[[ Extracted text open ]]
TIA FOLS debuts third version of its premises cabling cost model for fiber vs. UTP deployments

July 15, 2004 Nashua, NH--The third generation of a premises cabling cost model, which analyzes the deployment costs of a fiber-to-the-desk network vs. an horizontal unshielded twisted-pair (UTP) copper/vertical fiber architecture, will debut on the Telecommunications Industry Association Fiber Optics LAN Section (TIA FOLS) website this month, reports Senior Editor Kathleen Richards.

July 15, 2004 Nashua, NH--The third generation of a premises cabling cost model, which analyzes the deployment costs of a fiber-to-the-desk network vs. an horizontal unshielded twisted-pair (UTP) copper/vertical fiber architecture, will debut on the Telecommunications Industry Association Fiber Optics LAN Section (TIA FOLS) website this month. The new model is much easier to use and it allows network planners more flexibility in analyzing customized deployment scenarios.

TIA FOLs first released its fiber vs. UTP copper cabling cost model in May 2002. The interactive model was developed by TIA FOLS and Pearson Technologies. The idea was to offer network planners a cost model that examined the whole network deployment including labor costs, rather than traditional cost models, which typically considered only electronics, cabling and connectivity. The first version, which featured 12 deployment scenarios, such as SG-compatible equipment at list price, SG-compatible equipment at 80%list price, K-12, fiber to the zone, tier-one electronics from mixed price sources, among others, usually found that centralized fiber offered a lower cost solution than traditional hierarchical star networks in about 50% of the cases.

Last year, TIA FOLS and Pearson Technologies updated the pricing information for the fiber and UTP cabling, components and switches. List pricing from a broader range of manufacturers was also included. The UTP cable was upgraded from Category 5 to Category 5e in nine scenarios, and to Category 6 for the remaining 3. FOLS also added 3 additional deployment scenarios. As a result of the new pricing information, the centralized fiber network showed a lower total initial cost in most deployment scenarios.
[[ Extracted text closed ]]
[[ Listed entries open ]]
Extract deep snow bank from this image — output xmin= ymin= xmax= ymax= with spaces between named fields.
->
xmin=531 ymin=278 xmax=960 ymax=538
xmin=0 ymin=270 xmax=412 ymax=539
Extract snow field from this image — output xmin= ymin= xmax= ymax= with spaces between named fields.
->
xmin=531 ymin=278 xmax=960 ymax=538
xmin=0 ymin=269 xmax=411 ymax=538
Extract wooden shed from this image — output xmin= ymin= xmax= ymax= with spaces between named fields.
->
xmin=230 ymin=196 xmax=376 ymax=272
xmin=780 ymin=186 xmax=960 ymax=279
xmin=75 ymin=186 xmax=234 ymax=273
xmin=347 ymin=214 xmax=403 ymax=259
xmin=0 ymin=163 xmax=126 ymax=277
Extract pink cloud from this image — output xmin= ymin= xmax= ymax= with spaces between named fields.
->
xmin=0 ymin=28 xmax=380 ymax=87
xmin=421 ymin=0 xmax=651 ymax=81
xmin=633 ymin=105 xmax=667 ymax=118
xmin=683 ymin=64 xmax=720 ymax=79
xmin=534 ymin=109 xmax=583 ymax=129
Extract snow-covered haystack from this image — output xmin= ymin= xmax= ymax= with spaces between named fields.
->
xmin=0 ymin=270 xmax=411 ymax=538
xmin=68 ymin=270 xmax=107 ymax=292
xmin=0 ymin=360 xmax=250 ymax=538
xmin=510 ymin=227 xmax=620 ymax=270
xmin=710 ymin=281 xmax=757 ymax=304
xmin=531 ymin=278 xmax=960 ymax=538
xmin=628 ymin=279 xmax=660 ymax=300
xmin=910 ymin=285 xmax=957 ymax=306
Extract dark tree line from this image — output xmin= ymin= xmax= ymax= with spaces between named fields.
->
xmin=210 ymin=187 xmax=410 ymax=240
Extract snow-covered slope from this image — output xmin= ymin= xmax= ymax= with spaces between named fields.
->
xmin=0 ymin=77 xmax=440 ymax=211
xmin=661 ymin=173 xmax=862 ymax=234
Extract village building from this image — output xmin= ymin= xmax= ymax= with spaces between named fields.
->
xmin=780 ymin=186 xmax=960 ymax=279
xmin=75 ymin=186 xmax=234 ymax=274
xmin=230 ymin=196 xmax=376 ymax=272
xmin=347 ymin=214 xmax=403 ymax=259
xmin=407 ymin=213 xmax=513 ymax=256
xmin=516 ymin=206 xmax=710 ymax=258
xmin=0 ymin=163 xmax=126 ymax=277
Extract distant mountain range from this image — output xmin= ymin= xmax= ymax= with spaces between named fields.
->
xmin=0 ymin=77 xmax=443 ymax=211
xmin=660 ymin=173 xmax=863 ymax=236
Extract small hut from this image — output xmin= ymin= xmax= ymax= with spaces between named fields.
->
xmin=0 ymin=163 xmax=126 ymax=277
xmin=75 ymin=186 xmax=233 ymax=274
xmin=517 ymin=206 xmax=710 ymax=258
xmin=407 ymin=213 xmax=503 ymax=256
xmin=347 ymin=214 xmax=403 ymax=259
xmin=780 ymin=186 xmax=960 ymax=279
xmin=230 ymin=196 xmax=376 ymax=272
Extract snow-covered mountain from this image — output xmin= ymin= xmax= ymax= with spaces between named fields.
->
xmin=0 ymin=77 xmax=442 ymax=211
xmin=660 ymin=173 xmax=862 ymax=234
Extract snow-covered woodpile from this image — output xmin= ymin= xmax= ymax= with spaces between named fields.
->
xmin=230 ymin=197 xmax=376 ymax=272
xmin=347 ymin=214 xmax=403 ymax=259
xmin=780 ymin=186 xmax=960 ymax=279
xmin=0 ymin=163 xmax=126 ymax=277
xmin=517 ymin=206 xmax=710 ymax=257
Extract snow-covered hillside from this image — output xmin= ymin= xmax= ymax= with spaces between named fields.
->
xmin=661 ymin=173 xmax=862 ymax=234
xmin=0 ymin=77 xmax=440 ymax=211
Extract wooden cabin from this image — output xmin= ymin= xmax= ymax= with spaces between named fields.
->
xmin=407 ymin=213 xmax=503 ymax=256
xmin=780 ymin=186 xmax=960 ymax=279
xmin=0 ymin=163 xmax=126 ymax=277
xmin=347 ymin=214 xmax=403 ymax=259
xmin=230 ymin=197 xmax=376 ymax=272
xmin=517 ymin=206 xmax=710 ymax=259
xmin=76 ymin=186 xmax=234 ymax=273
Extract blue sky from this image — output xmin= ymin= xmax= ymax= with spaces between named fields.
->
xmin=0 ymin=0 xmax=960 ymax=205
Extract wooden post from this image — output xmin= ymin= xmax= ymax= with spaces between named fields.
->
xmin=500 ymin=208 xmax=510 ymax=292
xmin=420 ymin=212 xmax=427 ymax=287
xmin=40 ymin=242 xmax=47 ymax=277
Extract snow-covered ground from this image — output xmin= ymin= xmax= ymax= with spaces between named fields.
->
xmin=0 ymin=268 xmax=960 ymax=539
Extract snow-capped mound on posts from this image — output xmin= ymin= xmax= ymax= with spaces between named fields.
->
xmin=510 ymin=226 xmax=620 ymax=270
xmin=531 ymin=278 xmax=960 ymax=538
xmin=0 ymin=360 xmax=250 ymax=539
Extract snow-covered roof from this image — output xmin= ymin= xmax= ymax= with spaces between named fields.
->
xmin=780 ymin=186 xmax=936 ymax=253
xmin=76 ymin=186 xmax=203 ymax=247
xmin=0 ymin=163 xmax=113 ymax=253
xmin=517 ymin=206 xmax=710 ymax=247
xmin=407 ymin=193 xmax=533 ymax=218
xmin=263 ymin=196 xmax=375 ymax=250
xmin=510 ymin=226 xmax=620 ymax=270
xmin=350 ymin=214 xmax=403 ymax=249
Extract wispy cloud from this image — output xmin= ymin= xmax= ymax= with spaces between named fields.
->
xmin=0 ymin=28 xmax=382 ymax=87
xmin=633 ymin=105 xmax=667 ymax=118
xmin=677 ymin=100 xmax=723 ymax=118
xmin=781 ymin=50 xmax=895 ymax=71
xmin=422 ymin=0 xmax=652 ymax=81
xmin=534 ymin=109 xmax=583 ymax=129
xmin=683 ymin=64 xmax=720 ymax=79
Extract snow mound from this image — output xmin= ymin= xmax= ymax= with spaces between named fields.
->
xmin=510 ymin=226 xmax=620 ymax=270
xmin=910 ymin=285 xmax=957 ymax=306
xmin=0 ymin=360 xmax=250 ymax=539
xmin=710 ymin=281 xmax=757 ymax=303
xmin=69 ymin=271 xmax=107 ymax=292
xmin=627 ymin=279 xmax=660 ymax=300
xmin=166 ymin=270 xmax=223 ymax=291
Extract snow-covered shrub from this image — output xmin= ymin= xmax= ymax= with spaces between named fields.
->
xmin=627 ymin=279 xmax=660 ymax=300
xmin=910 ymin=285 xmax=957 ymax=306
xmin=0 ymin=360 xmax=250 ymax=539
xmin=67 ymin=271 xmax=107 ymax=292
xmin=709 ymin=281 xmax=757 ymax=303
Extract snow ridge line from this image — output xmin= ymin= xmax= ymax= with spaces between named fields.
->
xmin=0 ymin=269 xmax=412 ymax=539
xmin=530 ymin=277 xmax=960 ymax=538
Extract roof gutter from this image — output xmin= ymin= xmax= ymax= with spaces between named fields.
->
[[ Listed entries closed ]]
**Task statement**
Reproduce the passage from the cabling cost model article that starts at "Last year, TIA" and ends at "most deployment scenarios.". Work only from the article about the cabling cost model.

**Response for this exercise**
Last year, TIA FOLS and Pearson Technologies updated the pricing information for the fiber and UTP cabling, components and switches. List pricing from a broader range of manufacturers was also included. The UTP cable was upgraded from Category 5 to Category 5e in nine scenarios, and to Category 6 for the remaining 3. FOLS also added 3 additional deployment scenarios. As a result of the new pricing information, the centralized fiber network showed a lower total initial cost in most deployment scenarios.